* Texto mostrado *
Tres mujeres bomba, "shahidas".

Foto: Arin Ahmed
Tres mujeres dispuestas a castigar con su muerte.

Entre los años 2002 y 2006, durante la segunda intifada, al menos 78 mujeres palestinas decidieron suicidarse con explosivos matando a civiles israelíes. La ocupación, la represión, la vida controlada por el ejército israelí, todo les empujaba a hacer algo y decidieron convertirse en shahidas. De ellas, diez lograron su objetivo y mataron a 37 personas. Esta es la historia de tres mujeres bomba. Una lo consiguió. Otra fue detenida. La tercera se arrepintió

22 de mayo del 2002.
Un niño, el niño sonríe y el mundo da un vuelco…
La palestina Arin Ahmed llevaba 30 kilos de explosivos y clavos en la mochila. La madre israelí llevaba a su hijo en el cochecito. Se cruzaron. El niño, en ese instante, podría no haber mirado a Arin. Podría no haberle sonreído. Pero la miró. Y le sonrió.

“Dejé de sentirme –explica Arin–. Los pensamientos me inundaron. Traté de aclarar todo en mi cabeza, de lo más simple a lo más complejo. No sé cómo fue, sólo que fue muy, muy intenso.”
Arin no iba sola. La acompañaba un adolescente palestino, Issa Batir. Ya habían llegado al centro de Rishon Le Zion, al sur de Tel Aviv. Tenían que hacer explotar sus cuerpos –ella tenía 20 años– en la entrada del parque de Gan HaMoshava, en unas mesas donde los jubilados se apretujan para jugar a backgammon: él lo haría primero y, cuando acudieran los equipos de rescate, lo haría ella. Era el 22 de mayo del 2002.

* Material proporcionado *
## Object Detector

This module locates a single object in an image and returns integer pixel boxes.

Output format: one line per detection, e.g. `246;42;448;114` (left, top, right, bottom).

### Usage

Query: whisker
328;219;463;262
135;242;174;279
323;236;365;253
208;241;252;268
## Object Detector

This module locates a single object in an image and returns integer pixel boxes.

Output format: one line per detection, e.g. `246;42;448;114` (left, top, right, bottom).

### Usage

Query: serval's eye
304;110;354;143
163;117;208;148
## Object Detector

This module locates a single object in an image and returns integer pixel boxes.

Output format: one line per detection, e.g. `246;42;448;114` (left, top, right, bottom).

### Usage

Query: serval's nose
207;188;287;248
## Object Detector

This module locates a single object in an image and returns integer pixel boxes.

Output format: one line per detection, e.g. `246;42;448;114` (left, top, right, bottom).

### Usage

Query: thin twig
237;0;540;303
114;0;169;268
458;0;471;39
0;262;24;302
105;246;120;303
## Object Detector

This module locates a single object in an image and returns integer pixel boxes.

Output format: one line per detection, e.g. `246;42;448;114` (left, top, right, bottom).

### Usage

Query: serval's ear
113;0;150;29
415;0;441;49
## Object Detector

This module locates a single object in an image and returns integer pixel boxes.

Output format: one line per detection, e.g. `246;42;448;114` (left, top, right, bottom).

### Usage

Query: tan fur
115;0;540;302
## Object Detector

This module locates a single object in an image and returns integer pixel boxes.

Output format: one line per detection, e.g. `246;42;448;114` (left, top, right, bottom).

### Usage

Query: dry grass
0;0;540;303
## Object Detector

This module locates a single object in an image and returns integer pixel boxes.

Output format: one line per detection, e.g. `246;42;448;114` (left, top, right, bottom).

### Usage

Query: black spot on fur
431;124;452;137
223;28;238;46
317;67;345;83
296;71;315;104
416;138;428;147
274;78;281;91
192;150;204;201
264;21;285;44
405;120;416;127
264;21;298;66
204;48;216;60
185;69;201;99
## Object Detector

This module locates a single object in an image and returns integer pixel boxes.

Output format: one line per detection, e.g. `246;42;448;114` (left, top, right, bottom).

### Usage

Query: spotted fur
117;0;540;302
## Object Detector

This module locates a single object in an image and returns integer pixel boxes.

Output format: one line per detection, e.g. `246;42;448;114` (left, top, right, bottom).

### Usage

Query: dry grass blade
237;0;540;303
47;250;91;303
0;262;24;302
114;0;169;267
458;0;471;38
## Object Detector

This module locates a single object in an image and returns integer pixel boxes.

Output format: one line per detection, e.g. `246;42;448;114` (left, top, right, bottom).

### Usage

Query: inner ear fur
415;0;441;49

* Tarea propuesta *
En el texto sobre las mujeres bomba palestinas, ¿cuántas de las mujeres que decidieron convertirse en shahidas entre 2002 y 2006 lograron su objetivo?

* Solución *
Diez de ellas lograron su objetivo.